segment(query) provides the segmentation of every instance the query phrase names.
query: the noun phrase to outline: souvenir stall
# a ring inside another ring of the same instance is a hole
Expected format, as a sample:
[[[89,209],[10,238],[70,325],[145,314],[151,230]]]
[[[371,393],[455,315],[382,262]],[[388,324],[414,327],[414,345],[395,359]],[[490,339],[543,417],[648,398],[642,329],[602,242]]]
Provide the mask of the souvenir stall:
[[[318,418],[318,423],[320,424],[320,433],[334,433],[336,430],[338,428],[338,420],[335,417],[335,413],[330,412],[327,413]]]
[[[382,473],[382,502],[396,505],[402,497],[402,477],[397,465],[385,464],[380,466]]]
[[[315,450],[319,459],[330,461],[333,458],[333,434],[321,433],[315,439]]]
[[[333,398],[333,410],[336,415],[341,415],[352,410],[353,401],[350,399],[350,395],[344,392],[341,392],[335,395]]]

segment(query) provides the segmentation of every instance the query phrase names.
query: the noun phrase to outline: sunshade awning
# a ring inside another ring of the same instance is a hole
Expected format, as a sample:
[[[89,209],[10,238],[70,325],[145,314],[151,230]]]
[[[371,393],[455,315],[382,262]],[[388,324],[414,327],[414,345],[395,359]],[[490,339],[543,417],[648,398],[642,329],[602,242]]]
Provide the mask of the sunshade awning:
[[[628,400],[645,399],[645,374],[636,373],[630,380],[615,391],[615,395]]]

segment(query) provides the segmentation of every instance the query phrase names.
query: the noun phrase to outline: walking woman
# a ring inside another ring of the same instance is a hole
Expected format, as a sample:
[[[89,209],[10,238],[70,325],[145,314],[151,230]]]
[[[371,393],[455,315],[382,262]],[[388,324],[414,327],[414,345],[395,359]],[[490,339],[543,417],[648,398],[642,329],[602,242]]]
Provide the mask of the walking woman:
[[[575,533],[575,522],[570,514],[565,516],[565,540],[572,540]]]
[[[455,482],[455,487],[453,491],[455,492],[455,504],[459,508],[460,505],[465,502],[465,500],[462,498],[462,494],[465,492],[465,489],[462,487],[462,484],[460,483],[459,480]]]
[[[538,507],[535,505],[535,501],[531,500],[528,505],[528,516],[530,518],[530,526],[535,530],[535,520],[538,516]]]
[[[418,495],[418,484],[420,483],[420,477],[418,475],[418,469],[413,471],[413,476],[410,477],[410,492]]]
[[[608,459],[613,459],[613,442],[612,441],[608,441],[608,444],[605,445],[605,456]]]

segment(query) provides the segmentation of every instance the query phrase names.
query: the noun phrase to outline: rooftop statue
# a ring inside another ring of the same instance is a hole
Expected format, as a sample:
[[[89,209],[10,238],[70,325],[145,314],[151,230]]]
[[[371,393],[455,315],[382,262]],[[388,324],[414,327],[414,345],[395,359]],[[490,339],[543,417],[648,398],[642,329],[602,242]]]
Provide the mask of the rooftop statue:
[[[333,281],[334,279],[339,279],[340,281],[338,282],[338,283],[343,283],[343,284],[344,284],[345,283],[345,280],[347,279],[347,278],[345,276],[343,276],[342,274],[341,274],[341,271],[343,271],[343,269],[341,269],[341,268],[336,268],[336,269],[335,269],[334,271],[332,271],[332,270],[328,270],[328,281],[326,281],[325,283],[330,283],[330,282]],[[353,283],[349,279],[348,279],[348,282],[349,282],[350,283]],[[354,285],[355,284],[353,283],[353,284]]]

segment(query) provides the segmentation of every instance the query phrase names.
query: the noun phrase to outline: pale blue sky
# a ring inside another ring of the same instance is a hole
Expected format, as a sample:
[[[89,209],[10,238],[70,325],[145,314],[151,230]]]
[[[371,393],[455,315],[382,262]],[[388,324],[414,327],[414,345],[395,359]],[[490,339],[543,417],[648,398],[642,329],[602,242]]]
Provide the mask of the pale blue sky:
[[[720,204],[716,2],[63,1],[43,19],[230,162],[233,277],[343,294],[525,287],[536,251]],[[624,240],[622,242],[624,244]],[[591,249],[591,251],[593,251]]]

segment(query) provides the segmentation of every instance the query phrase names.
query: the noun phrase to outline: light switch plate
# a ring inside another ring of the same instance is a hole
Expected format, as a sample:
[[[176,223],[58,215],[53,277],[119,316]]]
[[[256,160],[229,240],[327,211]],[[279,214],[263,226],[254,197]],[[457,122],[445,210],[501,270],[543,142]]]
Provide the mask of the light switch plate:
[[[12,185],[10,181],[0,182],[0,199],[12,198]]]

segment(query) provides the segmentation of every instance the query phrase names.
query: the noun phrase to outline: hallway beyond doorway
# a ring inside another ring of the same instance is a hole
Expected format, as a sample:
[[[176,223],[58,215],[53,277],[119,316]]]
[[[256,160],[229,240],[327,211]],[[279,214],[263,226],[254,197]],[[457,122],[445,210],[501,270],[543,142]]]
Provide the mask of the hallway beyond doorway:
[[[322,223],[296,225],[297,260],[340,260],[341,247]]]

_ _ _ _ _ _ _

PROBLEM STATEMENT >> From the records above, extract every line exactly as it stands.

EXPECTED ANSWER >>
segment(query) provides the segmentation of every instance the query phrase names.
query: the noun phrase to outline: souvenir stall
# a ring inside another ring of the same instance is a hole
Expected format, as a sample:
[[[89,209],[10,238],[70,325],[145,314],[151,230]]]
[[[371,393],[455,315],[382,262]],[[388,324],[414,327],[414,345],[395,359]],[[490,339],[543,417],[648,398],[642,329],[602,242]]]
Provide the mask of the souvenir stall:
[[[318,418],[318,423],[320,424],[320,433],[334,433],[336,430],[338,428],[338,420],[335,417],[335,413],[330,412],[327,413]]]
[[[382,473],[382,502],[396,505],[402,497],[402,477],[397,465],[385,464],[380,466]]]
[[[315,450],[319,459],[330,461],[333,458],[333,434],[321,433],[315,439]]]
[[[333,398],[333,410],[336,415],[341,415],[352,410],[353,401],[350,399],[350,395],[344,392],[341,392],[335,395]]]

segment(query) provides the segmentation of every instance the query phrase names.
query: the noun phrase to outline: sunshade awning
# a ring inside another ring of the same instance is a hole
Expected format, as a sample:
[[[89,209],[10,238],[70,325],[145,314],[151,230]]]
[[[371,393],[455,315],[382,262]],[[388,324],[414,327],[414,345],[395,359]],[[490,339],[543,417],[648,398],[642,329],[602,242]]]
Provide the mask of the sunshade awning:
[[[628,400],[645,399],[645,374],[636,373],[630,380],[615,391],[615,395]]]

segment(query) provides the segmentation of every instance the query phrase names.
query: the noun phrase to outline: walking woman
# a ring inside another ring of the same instance is a hole
Expected format, as a sample:
[[[89,209],[10,238],[70,325],[145,314],[151,230]]]
[[[371,393],[455,315],[382,262]],[[388,324],[414,327],[414,345],[395,359]],[[490,339],[543,417],[648,398],[642,329],[602,242]]]
Provide the mask of the walking woman:
[[[575,533],[575,522],[570,514],[565,516],[565,540],[572,540]]]
[[[455,482],[455,487],[453,491],[455,492],[455,504],[459,508],[460,505],[465,502],[465,500],[462,498],[462,494],[465,492],[465,489],[462,487],[462,484],[460,483],[459,480]]]
[[[538,507],[535,505],[535,501],[531,500],[528,505],[528,516],[530,518],[530,526],[535,530],[535,520],[538,516]]]
[[[418,495],[418,484],[420,483],[420,477],[418,475],[418,469],[413,471],[413,476],[410,477],[410,492]]]
[[[608,459],[613,459],[613,442],[612,441],[608,441],[608,444],[605,445],[605,456]]]

segment(query) provides the segmentation of every instance the query phrase names.
query: the noun phrase to outline: rooftop statue
# a ring inside another ring of the same instance is a hole
Expected format, as a sample:
[[[89,209],[10,238],[70,325],[145,314],[151,230]]]
[[[371,393],[455,315],[382,262]],[[388,324],[414,327],[414,345],[395,359]],[[490,339],[543,417],[648,398],[642,329],[602,242]]]
Provide the mask of the rooftop statue:
[[[333,281],[334,279],[339,279],[340,281],[338,282],[338,283],[343,283],[343,284],[344,284],[345,283],[345,280],[347,279],[347,278],[345,276],[343,276],[342,274],[341,274],[341,271],[343,271],[343,269],[341,269],[341,268],[336,268],[336,269],[335,269],[334,271],[332,271],[332,270],[328,270],[328,281],[326,281],[325,283],[330,283],[330,282]],[[353,283],[349,279],[348,279],[348,282],[349,282],[350,283]],[[354,285],[355,284],[353,283],[353,284]]]

segment(query) provides the segmentation of every instance the query phrase names.
query: the noun phrase to outline: pale blue sky
# a ring inside another ring of the same instance is a hole
Expected format, as a sample:
[[[89,209],[10,238],[70,325],[145,314],[151,230]]]
[[[371,393],[455,315],[382,262]],[[388,324],[414,327],[414,345],[395,359]],[[490,339],[543,417],[648,398],[642,329],[602,242]]]
Provide the mask of the pale blue sky:
[[[720,204],[716,2],[63,1],[43,19],[230,162],[233,277],[343,294],[525,287],[536,251]],[[624,240],[622,242],[624,244]],[[591,249],[591,251],[593,251]]]

segment(query) provides the segmentation of every instance the query phrase names.
query: the noun phrase to outline: light switch plate
# a ring inside another ring of the same instance is a hole
Expected format, as a sample:
[[[176,223],[58,215],[53,277],[119,316]]]
[[[256,160],[229,240],[327,211]],[[279,214],[263,226],[254,197]],[[457,122],[445,210],[501,270],[543,142]]]
Provide the mask of the light switch plate:
[[[12,185],[10,181],[0,182],[0,199],[12,198]]]

segment(query) provides the segmentation of every instance the query phrase names.
query: the noun phrase to outline: hallway beyond doorway
# a ring inside another ring of the same instance is a hole
Expected format, as a sample:
[[[176,223],[58,215],[53,277],[119,316]]]
[[[256,160],[229,240],[327,211]],[[279,214],[263,226],[254,197]],[[457,122],[445,210],[501,270],[543,142]]]
Provide the mask of the hallway beyond doorway:
[[[322,223],[296,225],[297,260],[340,260],[341,247]]]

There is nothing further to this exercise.